Required work:
Output the lines below from the one containing "Keypoint placement: for each instance of the yellow" through the end of the listing, inclusive, exactly as they appear, and nothing further.

Input for this task:

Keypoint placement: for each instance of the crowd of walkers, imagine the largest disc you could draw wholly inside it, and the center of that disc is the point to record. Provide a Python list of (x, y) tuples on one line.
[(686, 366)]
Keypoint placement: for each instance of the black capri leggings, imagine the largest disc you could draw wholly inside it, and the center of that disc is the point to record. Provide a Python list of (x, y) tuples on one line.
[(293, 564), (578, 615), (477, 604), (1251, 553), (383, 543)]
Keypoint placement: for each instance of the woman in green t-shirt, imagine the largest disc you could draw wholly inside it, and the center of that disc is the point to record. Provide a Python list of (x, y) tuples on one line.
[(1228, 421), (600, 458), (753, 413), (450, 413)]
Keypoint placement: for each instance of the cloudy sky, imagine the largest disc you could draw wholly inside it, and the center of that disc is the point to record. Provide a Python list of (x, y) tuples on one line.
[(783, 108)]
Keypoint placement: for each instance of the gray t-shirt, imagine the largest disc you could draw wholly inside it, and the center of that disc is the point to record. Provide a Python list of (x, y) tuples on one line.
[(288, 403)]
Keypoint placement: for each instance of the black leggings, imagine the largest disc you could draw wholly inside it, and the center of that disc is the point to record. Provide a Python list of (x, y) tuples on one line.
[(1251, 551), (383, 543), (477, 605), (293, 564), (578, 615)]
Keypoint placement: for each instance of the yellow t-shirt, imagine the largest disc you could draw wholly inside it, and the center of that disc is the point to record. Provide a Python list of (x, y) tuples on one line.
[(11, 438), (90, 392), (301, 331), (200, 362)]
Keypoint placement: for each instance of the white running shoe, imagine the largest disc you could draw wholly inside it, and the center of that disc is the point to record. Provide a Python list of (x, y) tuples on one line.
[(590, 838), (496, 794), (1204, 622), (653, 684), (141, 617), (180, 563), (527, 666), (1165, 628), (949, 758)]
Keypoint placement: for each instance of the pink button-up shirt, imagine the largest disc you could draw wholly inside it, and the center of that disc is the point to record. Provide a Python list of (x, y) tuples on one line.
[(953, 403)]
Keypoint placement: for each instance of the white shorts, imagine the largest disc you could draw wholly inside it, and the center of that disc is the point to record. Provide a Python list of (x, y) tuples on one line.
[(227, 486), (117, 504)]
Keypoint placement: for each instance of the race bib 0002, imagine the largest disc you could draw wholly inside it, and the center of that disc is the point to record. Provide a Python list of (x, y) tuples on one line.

Your solution:
Keypoint placement: for each instance of the yellow t-shirt, imagine the largest disc you could draw wholly inside it, and the center of that disc is the point to record. Provide a Python list of (x, y) tuples on one line.
[(11, 438), (90, 392), (301, 331), (200, 362)]
Keypoint placement: for each instance of the white running shoe, imagine the largest disc you could draw wholly inside it, and the center of that disc is the point to record. Provide a Python list of (x, y) tuples on one line.
[(590, 838), (496, 794), (1204, 622), (653, 684), (141, 617), (180, 563), (527, 666), (1165, 628), (949, 758)]
Keypoint placement: for each instance of the pink button-up shirt, imagine the largest disc you could draw wholly inside it, and the center of that disc is the point to record. Provide a Python list of (x, y) tuples on one line.
[(953, 403)]
Keypoint placement: for each instance of the white shorts, imagine the largest disc you could draw wholly inside it, and the center of that disc is the point to record. Provide a Python list of (x, y) tuples on one line.
[(227, 486), (117, 504)]
Keypoint placement: for each instance of the race bib 0002, imagine the largest disc you could draw wholly inside it, and the center of that disc is the point to record. Provide a Python list of (x, y) tuples on one line.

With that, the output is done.